[Task statement] Return exactly the lines below, starting with the one that has "Query: recessed ceiling light" and going on through the one that has "of the fingernail".

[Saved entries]
*** Begin section ***

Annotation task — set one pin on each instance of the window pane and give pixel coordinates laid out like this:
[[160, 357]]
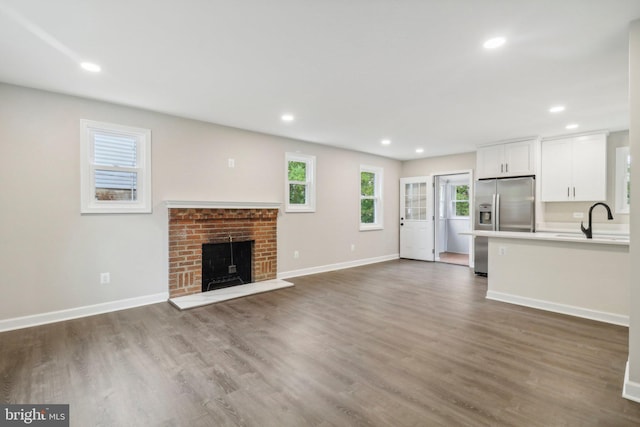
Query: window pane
[[297, 194], [462, 192], [367, 211], [112, 150], [297, 171], [116, 185], [462, 209], [367, 183]]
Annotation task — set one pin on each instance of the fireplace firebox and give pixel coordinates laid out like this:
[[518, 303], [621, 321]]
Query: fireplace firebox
[[226, 264]]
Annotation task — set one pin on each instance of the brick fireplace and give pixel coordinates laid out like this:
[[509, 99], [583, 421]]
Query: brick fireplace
[[192, 224]]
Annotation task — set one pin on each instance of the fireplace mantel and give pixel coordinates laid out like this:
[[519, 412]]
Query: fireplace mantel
[[192, 224], [186, 204]]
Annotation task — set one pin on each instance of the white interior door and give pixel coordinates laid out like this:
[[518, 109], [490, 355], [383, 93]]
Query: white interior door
[[416, 218]]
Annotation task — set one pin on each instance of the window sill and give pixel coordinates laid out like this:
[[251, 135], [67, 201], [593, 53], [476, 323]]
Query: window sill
[[371, 227]]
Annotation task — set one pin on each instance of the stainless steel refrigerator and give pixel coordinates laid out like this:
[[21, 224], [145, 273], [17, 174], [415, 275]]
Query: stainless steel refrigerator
[[505, 204]]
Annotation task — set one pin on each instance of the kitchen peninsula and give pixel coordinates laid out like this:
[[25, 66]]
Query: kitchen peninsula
[[561, 272]]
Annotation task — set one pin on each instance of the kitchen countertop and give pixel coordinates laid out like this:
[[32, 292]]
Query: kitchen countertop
[[599, 239]]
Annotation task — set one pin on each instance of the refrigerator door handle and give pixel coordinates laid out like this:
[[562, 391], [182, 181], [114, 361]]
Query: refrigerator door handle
[[496, 212]]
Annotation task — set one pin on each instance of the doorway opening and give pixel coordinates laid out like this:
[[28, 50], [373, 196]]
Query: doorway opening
[[452, 216]]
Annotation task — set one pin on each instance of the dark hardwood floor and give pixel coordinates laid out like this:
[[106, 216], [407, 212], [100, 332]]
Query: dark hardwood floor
[[400, 343]]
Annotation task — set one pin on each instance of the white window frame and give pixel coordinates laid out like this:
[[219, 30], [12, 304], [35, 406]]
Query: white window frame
[[310, 182], [88, 202], [622, 178], [377, 197], [453, 201]]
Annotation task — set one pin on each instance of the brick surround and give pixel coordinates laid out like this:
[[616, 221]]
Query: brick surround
[[190, 228]]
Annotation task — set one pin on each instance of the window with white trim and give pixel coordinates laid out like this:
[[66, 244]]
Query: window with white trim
[[623, 180], [371, 179], [300, 189], [115, 163], [459, 201]]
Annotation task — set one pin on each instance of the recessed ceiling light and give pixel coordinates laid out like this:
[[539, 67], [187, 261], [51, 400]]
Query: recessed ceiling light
[[90, 66], [494, 43]]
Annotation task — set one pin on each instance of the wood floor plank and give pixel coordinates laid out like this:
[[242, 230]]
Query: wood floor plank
[[400, 343]]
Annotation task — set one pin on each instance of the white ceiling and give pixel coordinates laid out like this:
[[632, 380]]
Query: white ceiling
[[353, 72]]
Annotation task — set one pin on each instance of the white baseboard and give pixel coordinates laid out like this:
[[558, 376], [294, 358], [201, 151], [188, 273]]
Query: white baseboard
[[630, 389], [616, 319], [74, 313], [338, 266]]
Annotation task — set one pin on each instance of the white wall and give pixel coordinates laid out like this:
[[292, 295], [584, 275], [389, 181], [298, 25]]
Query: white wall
[[633, 384], [51, 256]]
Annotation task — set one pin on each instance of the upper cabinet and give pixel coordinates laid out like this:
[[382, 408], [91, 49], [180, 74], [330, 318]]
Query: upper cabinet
[[574, 169], [506, 159]]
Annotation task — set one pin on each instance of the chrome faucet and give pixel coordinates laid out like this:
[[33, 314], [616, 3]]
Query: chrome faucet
[[588, 231]]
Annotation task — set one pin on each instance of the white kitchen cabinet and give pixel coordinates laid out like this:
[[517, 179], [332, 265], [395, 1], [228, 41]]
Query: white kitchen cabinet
[[574, 169], [507, 159]]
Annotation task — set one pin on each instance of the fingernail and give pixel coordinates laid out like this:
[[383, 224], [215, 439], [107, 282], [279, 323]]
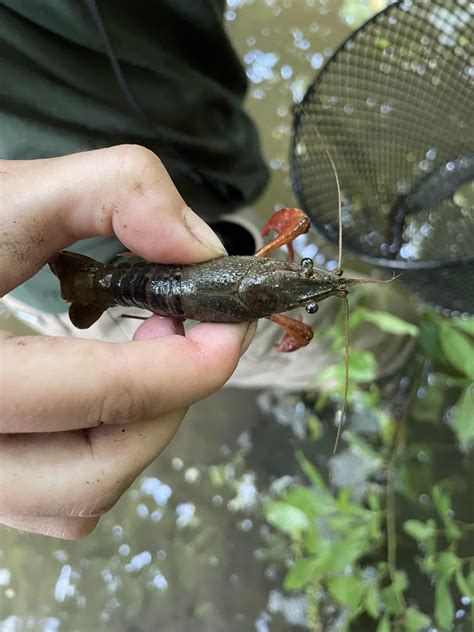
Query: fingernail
[[203, 232], [248, 337]]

*** End section ***

[Exercise result]
Query: recessed ceiling light
[[90, 66], [494, 43]]
Annotation task — set one pin on each instance of the wood floor plank and give pixel coordinates laid out like this:
[[242, 230]]
Query: wood floor plank
[[400, 343]]
Annotation task — set one pin on each instance of the white ceiling and give pixel coordinates laid out like this:
[[632, 380]]
Query: white ceiling
[[353, 72]]
Annotation task — set one pin on each instance of the white baseboard and give pixel coordinates laid out like this:
[[558, 376], [294, 358], [201, 151], [188, 273]]
Query: white baseboard
[[630, 389], [616, 319], [74, 313], [338, 266]]
Annotation task — set one pin on each instance of the white wall and give pixel coordinates laid out like this:
[[292, 295], [584, 275], [389, 181], [298, 25]]
Query: white wall
[[633, 384], [51, 256]]
Annotation task — set one pin on each instance of the upper cabinet and give pixel coordinates laid out like this:
[[382, 408], [91, 49], [180, 74], [330, 318]]
Query: upper cabinet
[[574, 169], [506, 159]]
Annotation task — set one pin on each instance of the chrome faucet and give pixel coordinates laid out like this:
[[33, 314], [616, 3]]
Query: chrome faucet
[[588, 231]]
Annotation task — set one pin on each instance of the white kitchen cabinet and give pixel coordinates laid out like this:
[[517, 179], [332, 265], [395, 1], [228, 41]]
Query: white kitchen cabinet
[[574, 169], [507, 159]]
Annotation task — set one pin on each instance of the fingernail and give pixel coordinates laid out like this:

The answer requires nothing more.